Shuttering the Liz Claiborne branded outlet business ends one of the more substantial drags on the Partnered Brands segment and keeps management focused on returning to profitability in the 2H of F10.


After the close yesterday, LIZ announced that it will be closing its Liz Claiborne branded outlet stores (a ~$90-$95mm business at about $1mm/store) over the course of 2010 and into early 2011.  The shuttering of these locations (which obviously have very little reason to exist given JCP’s “ownership” of the brand now) ends one of the more substantial drags on the Partnered Brands segment.  This move makes a ton of sense, it’s an unprofitable channel with outdated, oversized stores and extremely poor productivity (<$112/sq. ft.) that has been a substantial money loser. While the company originally had hopes for turning the business around, these decisive steps to clear the decks of residual drags on the business keep management focused on returning to profitability in the 2H of F10.

In an effort to quantify the impact of the news, we looked at the sub-segments within Partnered Brands that have been losing money. Liz outlets account for ~10% of Partnered Brands revenue.  Liz International accounts for modest losses in 1H FY10 and the DKNY Jean business is about twice the size of the Liz outlets with similarly poor profitability.   Excluding these other factors, we attribute ~$5-$10mm in losses to the outlet business in the first half of 2010, or about $10-$15mm annually which equates to a drag of ($0.05-$0.12) in EPS in FY10.

Looking at the business going forward, a portion of the investments in the Liz outlet business will be reallocated toward higher ROI QVC/JCP initiatives with the balance of losses largely eliminated. After renovating ~12-15 outlets last year at ~$150k/door, the company had held off an any additional spend once the JPC/QVC deals were on the horizon. The investment in outlets last year will be part of the $7mm non-cash write off realized in Q2.

The bottom-line here is that LIZ is taking the steps necessary to return to profitability and on the eve of the JCP/QVC transition in August and the first launch of product from the ‘new Mexx’ business under Thomas Grote’s leadership. With a big month ahead for the company and business at an inflection point, we expect to be increasingly focused on this story in the near-term.

-Casey Flavin

R3: Cutting Losses - 1



- In an effort to boost sales as well as generate some “buzz” Target is teasing customers with its “Back in Black Friday” promotion this week.  The online-only event takes place this Friday, with the full selection of sale items to be revealed at that time.  For now the company’s splash page suggests prices will be almost like the “real” Black Friday.


- A recent study by Nielsen suggests the Boomers (78 million consumers) spend 38.5% of CPG dollars.  Interestingly, only about 5% of the industry’s marketing dollars are targeted at the demographic spanning ages 35-64. 


- Despite troubles off the course, Tiger Woods retains his status as America’s favorite sports star for the fifth year in a row according to Harris Interactive.  Kobe Bryant was also tied for the first place spot with Woods, moving up from number 4 last year.  Michael Jordan is the only retired athlete on the top 10 list, occupying the number seven spot.  A full 50% of the top ten favorite sports stars are Nike endorsed.

Records shown:
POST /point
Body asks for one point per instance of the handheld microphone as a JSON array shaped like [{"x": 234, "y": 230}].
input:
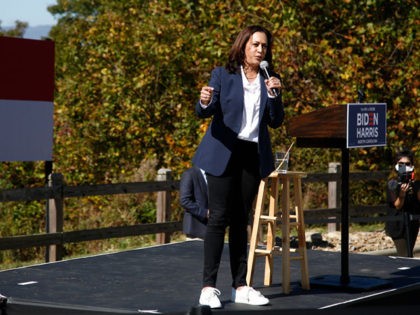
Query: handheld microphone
[{"x": 263, "y": 67}]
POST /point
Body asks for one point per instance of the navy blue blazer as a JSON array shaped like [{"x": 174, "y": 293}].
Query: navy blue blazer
[
  {"x": 194, "y": 200},
  {"x": 226, "y": 107}
]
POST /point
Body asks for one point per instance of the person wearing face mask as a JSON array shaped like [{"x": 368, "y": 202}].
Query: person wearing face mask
[
  {"x": 236, "y": 154},
  {"x": 403, "y": 196}
]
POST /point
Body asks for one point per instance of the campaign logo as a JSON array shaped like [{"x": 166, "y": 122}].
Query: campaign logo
[{"x": 366, "y": 125}]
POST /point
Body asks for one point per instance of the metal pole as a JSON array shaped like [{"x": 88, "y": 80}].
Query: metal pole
[{"x": 345, "y": 176}]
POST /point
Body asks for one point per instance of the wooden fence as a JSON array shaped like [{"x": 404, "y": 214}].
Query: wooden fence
[{"x": 56, "y": 191}]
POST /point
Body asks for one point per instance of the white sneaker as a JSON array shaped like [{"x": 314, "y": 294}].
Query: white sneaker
[
  {"x": 248, "y": 295},
  {"x": 209, "y": 297}
]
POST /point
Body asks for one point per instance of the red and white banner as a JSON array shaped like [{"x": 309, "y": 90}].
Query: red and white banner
[{"x": 26, "y": 99}]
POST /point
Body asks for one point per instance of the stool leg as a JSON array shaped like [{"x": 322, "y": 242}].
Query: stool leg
[
  {"x": 271, "y": 232},
  {"x": 255, "y": 231},
  {"x": 285, "y": 220}
]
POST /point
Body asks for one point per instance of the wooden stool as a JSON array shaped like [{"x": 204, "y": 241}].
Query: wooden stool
[{"x": 270, "y": 219}]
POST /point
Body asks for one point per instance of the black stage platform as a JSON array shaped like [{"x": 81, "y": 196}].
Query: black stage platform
[{"x": 167, "y": 279}]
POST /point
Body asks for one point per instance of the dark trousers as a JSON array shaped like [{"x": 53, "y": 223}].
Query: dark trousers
[{"x": 230, "y": 200}]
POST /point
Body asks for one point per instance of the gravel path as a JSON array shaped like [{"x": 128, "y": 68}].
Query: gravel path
[{"x": 358, "y": 242}]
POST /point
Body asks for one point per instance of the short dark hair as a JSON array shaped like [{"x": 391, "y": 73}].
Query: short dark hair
[{"x": 237, "y": 51}]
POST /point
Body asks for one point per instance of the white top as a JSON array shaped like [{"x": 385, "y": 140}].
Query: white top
[{"x": 251, "y": 113}]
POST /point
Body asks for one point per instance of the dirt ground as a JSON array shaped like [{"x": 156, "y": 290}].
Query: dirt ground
[{"x": 358, "y": 242}]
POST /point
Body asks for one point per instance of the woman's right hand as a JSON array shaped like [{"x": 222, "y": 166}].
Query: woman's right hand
[{"x": 206, "y": 95}]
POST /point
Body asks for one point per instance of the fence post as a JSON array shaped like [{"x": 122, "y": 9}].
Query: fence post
[
  {"x": 55, "y": 209},
  {"x": 333, "y": 194},
  {"x": 163, "y": 205}
]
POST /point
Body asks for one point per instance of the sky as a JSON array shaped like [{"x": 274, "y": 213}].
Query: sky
[{"x": 34, "y": 12}]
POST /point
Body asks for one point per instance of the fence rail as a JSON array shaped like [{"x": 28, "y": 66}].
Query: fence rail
[{"x": 56, "y": 192}]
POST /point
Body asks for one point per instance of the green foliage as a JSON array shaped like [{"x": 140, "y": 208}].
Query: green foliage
[{"x": 17, "y": 31}]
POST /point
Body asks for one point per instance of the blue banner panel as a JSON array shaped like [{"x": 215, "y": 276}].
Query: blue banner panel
[{"x": 366, "y": 125}]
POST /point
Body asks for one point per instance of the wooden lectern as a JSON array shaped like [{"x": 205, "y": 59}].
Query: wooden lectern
[{"x": 327, "y": 128}]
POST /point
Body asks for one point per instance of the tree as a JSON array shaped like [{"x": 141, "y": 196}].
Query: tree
[{"x": 17, "y": 31}]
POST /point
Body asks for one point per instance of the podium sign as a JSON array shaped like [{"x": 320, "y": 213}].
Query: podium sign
[
  {"x": 366, "y": 125},
  {"x": 26, "y": 99}
]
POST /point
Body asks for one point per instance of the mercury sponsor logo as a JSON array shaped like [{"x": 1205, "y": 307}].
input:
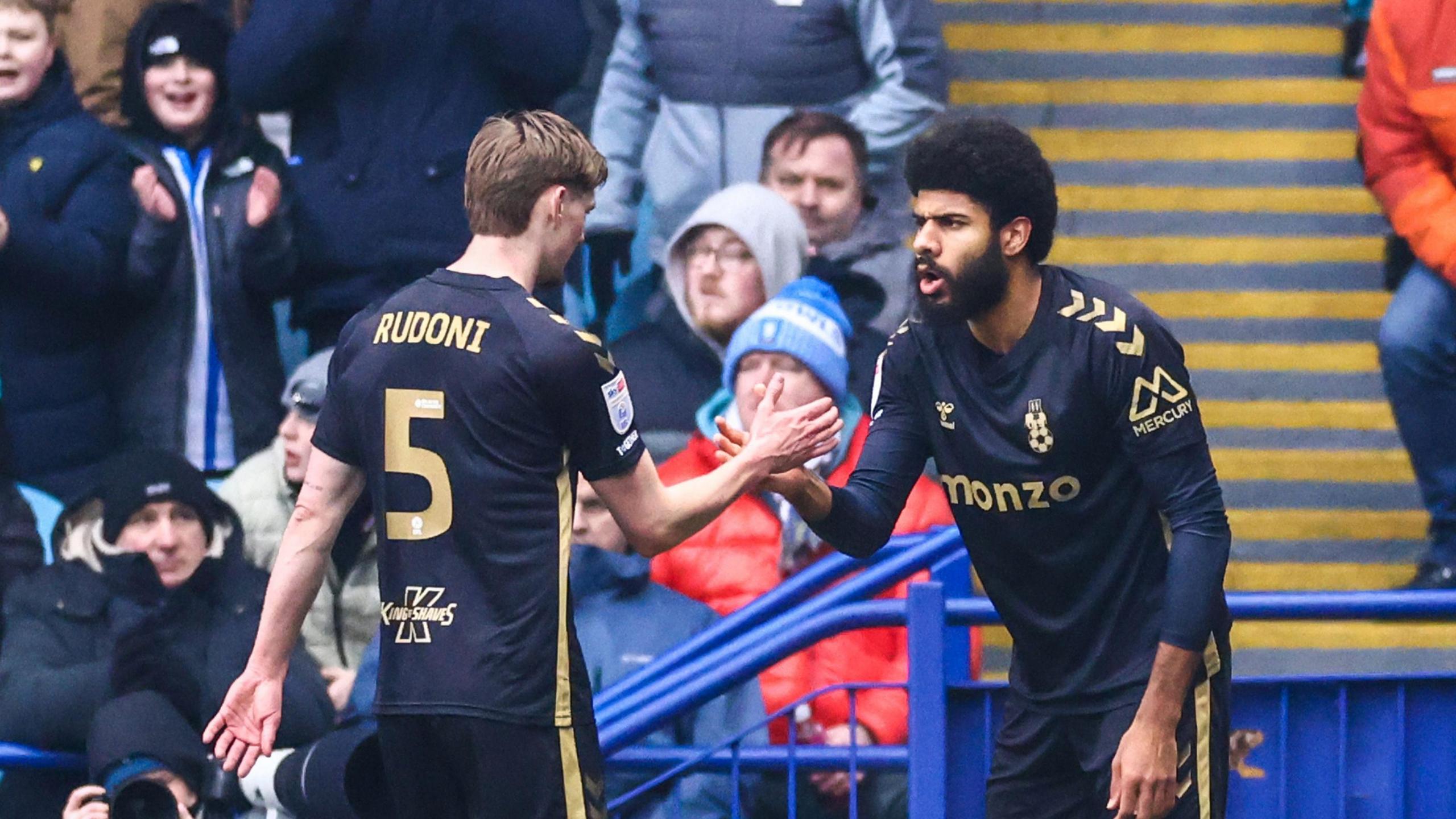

Requirement 1: Reproduce the passage of the retail commentary from "The bottom-line here" up to and including "in the near-term.".
Requirement 2: Decide whether each statement agrees with the retail commentary, answering yes or no and quoting the deciding words: (a) The Liz outlets make up about a tenth of Partnered Brands revenue. (b) All of the Liz Claiborne branded outlet stores are to be closed before the end of 2010. (c) The DKNY Jean business is smaller than the Liz outlets.
The records are not needed for any of this.

Written solution 1:
The bottom-line here is that LIZ is taking the steps necessary to return to profitability and on the eve of the JCP/QVC transition in August and the first launch of product from the ‘new Mexx’ business under Thomas Grote’s leadership. With a big month ahead for the company and business at an inflection point, we expect to be increasingly focused on this story in the near-term.

Written solution 2:
(a) Yes: "Liz outlets account for ~10% of Partnered Brands revenue."
(b) No: "over the course of 2010 and into early 2011."
(c) No: "the DKNY Jean business is about twice the size of the Liz outlets."